▸ **Exercise requirements**
Make an exact copy of the records, and keep the pictures out of it.

(Information Opens)

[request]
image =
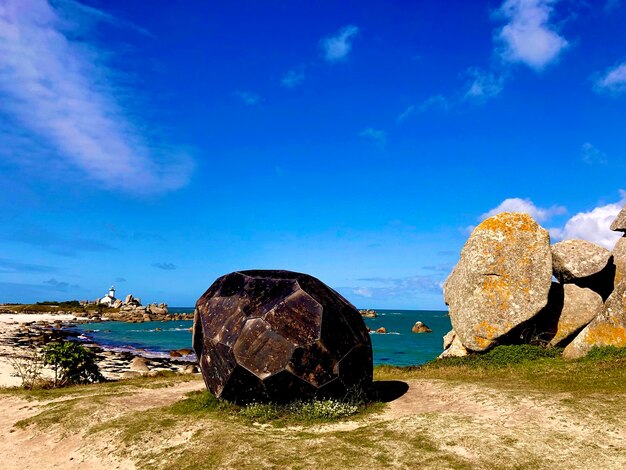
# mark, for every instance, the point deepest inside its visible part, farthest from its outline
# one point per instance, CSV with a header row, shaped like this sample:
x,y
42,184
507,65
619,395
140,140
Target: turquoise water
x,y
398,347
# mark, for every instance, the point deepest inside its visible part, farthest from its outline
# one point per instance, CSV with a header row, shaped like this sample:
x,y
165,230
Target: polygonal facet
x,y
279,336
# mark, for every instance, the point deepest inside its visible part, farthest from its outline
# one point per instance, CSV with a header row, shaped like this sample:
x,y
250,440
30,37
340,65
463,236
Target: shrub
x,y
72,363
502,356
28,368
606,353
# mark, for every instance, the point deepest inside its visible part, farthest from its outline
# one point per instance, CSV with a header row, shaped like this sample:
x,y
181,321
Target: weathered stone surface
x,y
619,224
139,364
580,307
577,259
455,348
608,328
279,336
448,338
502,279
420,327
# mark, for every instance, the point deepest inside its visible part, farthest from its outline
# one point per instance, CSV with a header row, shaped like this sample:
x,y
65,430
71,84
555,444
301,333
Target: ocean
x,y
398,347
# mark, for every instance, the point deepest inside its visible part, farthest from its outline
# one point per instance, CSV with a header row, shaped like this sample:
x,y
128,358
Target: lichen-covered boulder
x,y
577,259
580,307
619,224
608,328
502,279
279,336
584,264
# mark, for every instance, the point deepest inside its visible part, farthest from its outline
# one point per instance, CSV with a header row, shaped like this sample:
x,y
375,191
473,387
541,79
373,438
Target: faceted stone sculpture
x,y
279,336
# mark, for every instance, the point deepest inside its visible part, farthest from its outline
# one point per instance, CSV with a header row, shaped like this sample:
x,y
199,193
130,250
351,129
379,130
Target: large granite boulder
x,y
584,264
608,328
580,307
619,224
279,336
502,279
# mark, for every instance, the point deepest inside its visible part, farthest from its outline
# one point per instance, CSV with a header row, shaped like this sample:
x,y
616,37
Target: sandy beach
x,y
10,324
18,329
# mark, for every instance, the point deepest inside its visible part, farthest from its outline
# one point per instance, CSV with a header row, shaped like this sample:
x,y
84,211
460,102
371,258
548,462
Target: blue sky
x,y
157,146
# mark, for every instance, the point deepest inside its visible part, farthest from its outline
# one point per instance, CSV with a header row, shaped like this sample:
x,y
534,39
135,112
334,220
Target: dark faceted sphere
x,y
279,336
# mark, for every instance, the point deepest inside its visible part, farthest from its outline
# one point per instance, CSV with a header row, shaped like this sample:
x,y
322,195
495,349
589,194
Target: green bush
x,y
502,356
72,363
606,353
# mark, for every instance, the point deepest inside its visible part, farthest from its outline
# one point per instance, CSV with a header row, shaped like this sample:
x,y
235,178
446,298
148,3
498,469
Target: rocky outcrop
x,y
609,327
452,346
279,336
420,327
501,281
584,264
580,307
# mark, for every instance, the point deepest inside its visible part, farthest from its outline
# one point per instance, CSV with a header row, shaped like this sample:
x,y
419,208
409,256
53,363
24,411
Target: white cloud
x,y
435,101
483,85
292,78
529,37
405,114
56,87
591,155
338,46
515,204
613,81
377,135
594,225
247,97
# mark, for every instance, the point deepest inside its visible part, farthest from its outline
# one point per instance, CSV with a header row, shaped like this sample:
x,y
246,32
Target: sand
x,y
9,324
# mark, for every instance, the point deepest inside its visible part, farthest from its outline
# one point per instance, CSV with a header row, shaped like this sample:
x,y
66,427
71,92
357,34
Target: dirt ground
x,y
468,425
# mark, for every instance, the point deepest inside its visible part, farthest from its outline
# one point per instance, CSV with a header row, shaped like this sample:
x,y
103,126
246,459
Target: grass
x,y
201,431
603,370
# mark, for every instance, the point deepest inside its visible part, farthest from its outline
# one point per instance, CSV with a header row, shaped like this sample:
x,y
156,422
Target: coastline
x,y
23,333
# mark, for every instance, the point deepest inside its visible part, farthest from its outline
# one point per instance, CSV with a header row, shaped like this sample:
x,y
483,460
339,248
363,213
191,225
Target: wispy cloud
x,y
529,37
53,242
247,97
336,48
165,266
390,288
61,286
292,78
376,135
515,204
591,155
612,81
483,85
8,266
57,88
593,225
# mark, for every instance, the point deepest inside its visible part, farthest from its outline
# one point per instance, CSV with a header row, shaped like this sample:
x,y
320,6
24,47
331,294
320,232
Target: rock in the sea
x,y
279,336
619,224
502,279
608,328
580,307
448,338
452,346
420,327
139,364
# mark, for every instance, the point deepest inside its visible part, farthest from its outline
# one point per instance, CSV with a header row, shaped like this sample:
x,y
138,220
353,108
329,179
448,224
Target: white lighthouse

(Information Closes)

▸ **Solution for this problem**
[request]
image =
# mark, for every instance, the point deepest inside its visible part, farthest from its outline
# one point per instance, CSV with a header row, shaped like this sample:
x,y
42,184
507,65
619,395
140,140
Target: turquoise water
x,y
398,347
# mark, for every instance, the point deepest inside its visible part, farthest from its outline
# one point per instance, CSV with a header row, shaped like this sample:
x,y
165,230
Target: polygonal facet
x,y
279,336
# mark, for every instance, the point deepest inside its visible part, farthest from its outline
# one point per instance, CSV with a header row, shaped like this sample:
x,y
250,440
30,37
340,65
463,236
Target: shrub
x,y
72,363
502,356
28,368
606,353
# mark, for every instance, the point deepest inside its visible part, farthest from its outline
# one point per instance, CSV with a header row, shaped like this sample:
x,y
181,321
Target: weathered stone surface
x,y
619,224
139,364
580,307
577,259
455,348
608,328
279,336
448,338
502,279
420,327
# mark, for every instance, the point deepest inside its visible part, farthest from its outline
# one point per instance, CSV with a header row, shaped like this sample:
x,y
65,430
71,84
555,444
301,333
Target: ocean
x,y
398,347
# mark, for every instance, the point deepest inside its visible part, farthest from its outline
# one point per instance, CSV with a header row, shaped like this sample:
x,y
128,358
Target: lichen-covered boulder
x,y
577,259
580,307
619,224
608,328
502,279
279,336
584,264
# mark, for every instance, the point deepest inside its visible part, farthest from its outline
# one point per instance, CSV with a header row, shaped like this sample:
x,y
375,191
473,387
541,79
373,438
Target: faceted stone sculpture
x,y
279,336
# mark, for every instance, the point deepest inside its visible part, farthest from its outline
# one point per instance, CSV with a header row, shaped like this sample:
x,y
199,193
130,250
351,129
379,130
Target: large granite boulder
x,y
584,264
608,328
580,307
619,224
279,336
502,279
# mark, for every instance, the point deepest inside its visible part, farthest from its outline
# one point per instance, CSV with a header row, shaped like this sample:
x,y
616,37
Target: sandy beach
x,y
10,324
18,329
# mark, for every instance, the point deepest inside its visible part, farthest from its outline
# one point per instance, CSV with a header row, shaped like this sample:
x,y
84,211
460,102
371,258
548,462
Target: blue sky
x,y
157,146
# mark, for every instance, the point deepest inside its visible part, farthest from its outline
# one point per instance, CSV with a header row, shaped like this sample:
x,y
534,39
135,112
334,220
Target: dark faceted sphere
x,y
279,336
# mark, for every instance, the point deepest inside its visible part, farthest from its outline
# one point per instance, CSV with a header row, shaped like this sample:
x,y
322,195
495,349
589,194
Target: green bush
x,y
502,356
72,363
606,353
# mark, for every instance, the point deepest inside its visible part, farthest from its outline
# one point per instance, CSV with a header row, shaped like this sample:
x,y
235,178
446,298
148,3
498,469
Target: rocky outcrop
x,y
609,327
452,346
279,336
420,327
501,281
584,264
580,307
# mark, for every instance, the point deepest inside its visible part, farthest from its outline
# one point per instance, CSV with a header row, shaped like this sample:
x,y
419,208
409,256
53,363
24,411
Target: white cloud
x,y
435,101
483,85
292,78
529,37
405,114
56,87
591,155
338,46
515,204
613,81
377,135
594,225
247,97
# mark, for every instance, the point deepest inside its visible part, farthest from its outline
# one point per instance, CSV with a header row, shaped like this sample:
x,y
246,32
Target: sand
x,y
9,324
# mark, for every instance, the point deepest inside its visible part, farthest from its outline
# one point per instance, CSV with a header row, shaped like this sample:
x,y
66,427
71,92
357,34
Target: dirt ground
x,y
468,425
# mark, for every instance, the point deepest inside its visible part, farthest from its outline
# one point per instance, CSV with a header row, shaped like this sample:
x,y
103,126
246,459
Target: grass
x,y
201,431
603,370
# mark, for every instance, the point deepest inside its visible part, farthest from its outline
# one point per instance, CSV with a header row, shaped like this sample:
x,y
156,422
Target: coastline
x,y
23,333
# mark, for every instance, the point deepest inside its visible part, farthest from its outline
# one point per instance, CSV with a header row, shaped like this sample:
x,y
483,460
339,248
363,213
191,225
Target: wispy cloud
x,y
529,37
53,242
247,97
336,48
165,266
390,288
61,286
292,78
376,135
515,204
591,155
612,81
483,85
8,266
57,88
593,225
# mark, for every instance, the point deepest inside its visible part, farthest from its outline
# one point per instance, CSV with a header row, shaped like this sample:
x,y
320,6
24,47
331,294
320,232
Target: rock in the sea
x,y
279,336
619,224
502,279
608,328
580,307
448,338
452,346
420,327
139,364
# mark, for every instance, the point deepest inside its visible part, farthest from its outline
# one point per instance, CSV with a header row, shaped like this sample:
x,y
138,220
353,108
329,179
448,224
Target: white lighthouse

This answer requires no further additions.